* Instruction 1 *
Answer these questions from the Nancy Drew passage, one line each:
(a) In what year was The Quest of the Missing Map published?
(b) Who asks Nancy to help the Smiths?
(c) Who originally owned the estate where Mrs. Chatham lives?
*** Opening of Text excerpt ***
What did girls read during WWII when they wanted to get away from the war?  Well, one of the things they liked to read were the same books that Laura Bush, Hilary Rodham Clinton, Oprah Winfrey, Sonia Sotomayor, Ruth Bader Ginsburg, Gayle King, Diane Sawyer, Nancy Pelosi, as well as Congresswoman Pat Schroeder, filmmaker Pamela Beere Briggs, SEC Chairwoman Mary Jo White, and Federal Judge Roslynn R. Mauskopf, American Girl Molly McIntire and I read, and maybe you did, too.

What am I talking about?
None other than Nancy Drew, the teenage girl detective who wore frocks and drove a roadster.  And, now that American Girl is going to retire Molly and her friend Emily Bennett, an evacuee from the London Blitz, I thought I would have a look at the Nancy Drew book that sat on Molly's night stand all these years.  

The Quest of the Missing Map was published in 1942, shortly after the US entered WWII.  The quest begins when Hannah Gruen, the Drew housekeeper, asks Nancy to help the Smiths, a family that she used to work for.  They are in possession of half of a map given to Mr. Smith by his father, a sea captain indicating a small uncharted island in the Atlantic where he had buried a treasure.  Now, needing money, the Smiths would like to find the other half of the map.  That half had been in possession of the twin brother of Mr. Smith but the twins had lost track of each other over time.

The search for the lost brother leads Nancy to a widow, Mrs. Chatham and her young daughter Trixie living on an estate not far away.   The estate had originally been owned by an inventor and there are all kinds of secrets places hidden away, especially in a small cottage on the grounds.  And as it turns out, the widow had been married to the lost twin brother, now deceased.
*** Close of Text excerpt ***
* Instruction 2 *
Convert the records, from their first line down through the line containing "box: [295, 236, 900, 673]", into a numbered list with blank lines left out.
*** Opening of Supplied material ***
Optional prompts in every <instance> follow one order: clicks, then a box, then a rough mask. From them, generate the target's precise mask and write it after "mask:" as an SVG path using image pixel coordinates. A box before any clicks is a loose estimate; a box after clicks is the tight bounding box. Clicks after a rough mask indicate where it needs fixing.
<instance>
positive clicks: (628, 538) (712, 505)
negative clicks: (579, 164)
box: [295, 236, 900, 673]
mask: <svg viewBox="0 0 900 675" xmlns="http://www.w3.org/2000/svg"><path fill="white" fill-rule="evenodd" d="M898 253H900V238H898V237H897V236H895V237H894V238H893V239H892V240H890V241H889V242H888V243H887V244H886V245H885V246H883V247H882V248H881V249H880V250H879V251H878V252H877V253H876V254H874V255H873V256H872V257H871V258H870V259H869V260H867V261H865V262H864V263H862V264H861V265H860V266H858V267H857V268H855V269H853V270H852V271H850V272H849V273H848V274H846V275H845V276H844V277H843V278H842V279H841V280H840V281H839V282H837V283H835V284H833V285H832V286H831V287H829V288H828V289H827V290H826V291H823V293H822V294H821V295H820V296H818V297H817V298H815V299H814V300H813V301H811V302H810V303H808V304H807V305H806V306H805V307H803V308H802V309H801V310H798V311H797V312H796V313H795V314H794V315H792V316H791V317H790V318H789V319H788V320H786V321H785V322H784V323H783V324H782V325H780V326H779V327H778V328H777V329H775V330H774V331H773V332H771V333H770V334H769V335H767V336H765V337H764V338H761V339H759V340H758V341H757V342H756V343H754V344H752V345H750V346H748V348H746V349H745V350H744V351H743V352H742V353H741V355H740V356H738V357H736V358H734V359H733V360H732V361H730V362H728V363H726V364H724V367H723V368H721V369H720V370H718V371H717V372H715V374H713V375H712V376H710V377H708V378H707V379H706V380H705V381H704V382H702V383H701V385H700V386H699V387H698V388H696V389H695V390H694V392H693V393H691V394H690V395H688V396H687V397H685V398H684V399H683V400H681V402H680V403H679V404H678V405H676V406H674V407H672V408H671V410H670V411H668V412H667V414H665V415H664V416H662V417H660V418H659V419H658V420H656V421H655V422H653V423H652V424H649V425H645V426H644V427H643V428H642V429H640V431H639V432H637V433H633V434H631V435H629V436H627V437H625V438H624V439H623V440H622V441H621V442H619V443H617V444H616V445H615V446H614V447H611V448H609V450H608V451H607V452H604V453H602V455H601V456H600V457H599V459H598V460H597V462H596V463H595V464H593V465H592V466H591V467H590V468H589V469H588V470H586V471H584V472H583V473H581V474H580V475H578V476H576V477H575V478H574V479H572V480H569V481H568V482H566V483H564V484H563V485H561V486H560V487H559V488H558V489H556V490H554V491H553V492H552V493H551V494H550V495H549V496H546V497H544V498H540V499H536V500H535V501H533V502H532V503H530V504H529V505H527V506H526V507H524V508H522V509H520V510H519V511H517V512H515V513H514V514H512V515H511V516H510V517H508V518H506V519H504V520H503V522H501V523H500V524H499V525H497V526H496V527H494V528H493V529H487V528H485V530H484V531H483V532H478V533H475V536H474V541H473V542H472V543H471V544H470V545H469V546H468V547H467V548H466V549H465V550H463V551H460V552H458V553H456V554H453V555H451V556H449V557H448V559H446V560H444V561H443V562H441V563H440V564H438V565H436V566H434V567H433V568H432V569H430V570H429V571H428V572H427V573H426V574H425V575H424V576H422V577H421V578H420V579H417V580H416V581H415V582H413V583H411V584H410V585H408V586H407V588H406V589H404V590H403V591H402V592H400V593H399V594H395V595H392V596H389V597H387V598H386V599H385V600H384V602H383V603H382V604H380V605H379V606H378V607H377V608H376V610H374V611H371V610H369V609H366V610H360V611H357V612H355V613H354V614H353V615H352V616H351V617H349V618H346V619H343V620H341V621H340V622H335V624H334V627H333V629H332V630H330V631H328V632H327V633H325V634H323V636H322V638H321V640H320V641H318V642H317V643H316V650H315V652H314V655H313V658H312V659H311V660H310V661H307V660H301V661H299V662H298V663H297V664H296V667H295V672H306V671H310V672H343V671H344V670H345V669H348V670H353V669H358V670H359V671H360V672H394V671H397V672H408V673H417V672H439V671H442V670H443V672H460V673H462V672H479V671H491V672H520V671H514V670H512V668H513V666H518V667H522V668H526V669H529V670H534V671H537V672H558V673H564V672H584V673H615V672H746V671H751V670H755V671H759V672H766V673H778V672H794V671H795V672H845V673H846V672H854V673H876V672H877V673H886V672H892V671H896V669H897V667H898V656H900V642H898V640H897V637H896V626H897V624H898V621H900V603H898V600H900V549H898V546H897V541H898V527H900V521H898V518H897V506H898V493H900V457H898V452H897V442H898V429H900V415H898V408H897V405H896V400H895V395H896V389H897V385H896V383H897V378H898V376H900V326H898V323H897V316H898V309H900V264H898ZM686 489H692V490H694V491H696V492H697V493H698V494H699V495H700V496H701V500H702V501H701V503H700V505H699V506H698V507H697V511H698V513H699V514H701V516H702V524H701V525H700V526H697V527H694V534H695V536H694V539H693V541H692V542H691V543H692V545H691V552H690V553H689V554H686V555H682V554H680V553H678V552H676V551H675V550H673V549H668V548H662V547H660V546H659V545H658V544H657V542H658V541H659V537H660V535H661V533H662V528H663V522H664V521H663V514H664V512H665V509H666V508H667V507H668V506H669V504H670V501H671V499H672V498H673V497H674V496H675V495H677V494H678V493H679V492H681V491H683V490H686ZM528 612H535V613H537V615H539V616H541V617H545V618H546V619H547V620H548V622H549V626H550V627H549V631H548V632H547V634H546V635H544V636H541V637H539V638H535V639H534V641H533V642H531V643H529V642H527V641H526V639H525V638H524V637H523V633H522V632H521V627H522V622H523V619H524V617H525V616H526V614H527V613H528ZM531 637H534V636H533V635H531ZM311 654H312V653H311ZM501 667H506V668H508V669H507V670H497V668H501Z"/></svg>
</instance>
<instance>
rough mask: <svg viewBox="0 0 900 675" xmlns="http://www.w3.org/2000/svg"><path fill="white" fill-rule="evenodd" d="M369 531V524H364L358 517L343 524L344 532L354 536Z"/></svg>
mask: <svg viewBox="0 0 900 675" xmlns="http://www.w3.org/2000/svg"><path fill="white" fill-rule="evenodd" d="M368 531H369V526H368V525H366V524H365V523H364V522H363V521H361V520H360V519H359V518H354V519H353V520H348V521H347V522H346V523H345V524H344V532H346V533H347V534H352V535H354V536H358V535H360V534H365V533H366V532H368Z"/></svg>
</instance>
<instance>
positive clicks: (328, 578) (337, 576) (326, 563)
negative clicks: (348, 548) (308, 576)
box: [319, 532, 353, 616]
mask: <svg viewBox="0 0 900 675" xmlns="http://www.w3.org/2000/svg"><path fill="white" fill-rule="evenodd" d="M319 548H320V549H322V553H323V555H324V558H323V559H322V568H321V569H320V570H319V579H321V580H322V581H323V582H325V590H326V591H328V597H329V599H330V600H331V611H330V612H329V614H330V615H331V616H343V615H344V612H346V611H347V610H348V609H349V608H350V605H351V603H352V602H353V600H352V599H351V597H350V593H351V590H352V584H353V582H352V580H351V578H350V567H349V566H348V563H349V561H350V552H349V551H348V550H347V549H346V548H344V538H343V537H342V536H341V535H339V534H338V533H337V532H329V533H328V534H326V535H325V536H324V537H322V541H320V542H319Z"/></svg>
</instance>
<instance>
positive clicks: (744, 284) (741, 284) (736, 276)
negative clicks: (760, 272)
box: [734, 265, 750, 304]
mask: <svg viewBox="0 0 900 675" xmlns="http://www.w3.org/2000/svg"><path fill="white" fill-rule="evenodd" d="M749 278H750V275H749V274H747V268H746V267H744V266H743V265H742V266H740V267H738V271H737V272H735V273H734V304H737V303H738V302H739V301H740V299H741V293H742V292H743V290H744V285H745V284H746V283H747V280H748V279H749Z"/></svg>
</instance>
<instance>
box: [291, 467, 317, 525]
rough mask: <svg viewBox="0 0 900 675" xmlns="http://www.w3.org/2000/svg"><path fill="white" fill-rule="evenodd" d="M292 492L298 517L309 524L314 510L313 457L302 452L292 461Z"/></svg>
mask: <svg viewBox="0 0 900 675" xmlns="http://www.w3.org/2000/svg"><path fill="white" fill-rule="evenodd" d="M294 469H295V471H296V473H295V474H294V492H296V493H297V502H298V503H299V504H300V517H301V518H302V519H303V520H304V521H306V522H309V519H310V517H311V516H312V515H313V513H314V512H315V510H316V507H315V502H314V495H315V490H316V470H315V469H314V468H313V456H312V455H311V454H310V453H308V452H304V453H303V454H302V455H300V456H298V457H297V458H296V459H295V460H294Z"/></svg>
*** Close of Supplied material ***
* Final answer 1 *
(a) 1942
(b) Hannah Gruen, the Drew housekeeper
(c) An inventor

* Final answer 2 *
1. Optional prompts in every <instance> follow one order: clicks, then a box, then a rough mask. From them, generate the target's precise mask and write it after "mask:" as an SVG path using image pixel coordinates. A box before any clicks is a loose estimate; a box after clicks is the tight bounding box. Clicks after a rough mask indicate where it needs fixing.
2. <instance>
3. positive clicks: (628, 538) (712, 505)
4. negative clicks: (579, 164)
5. box: [295, 236, 900, 673]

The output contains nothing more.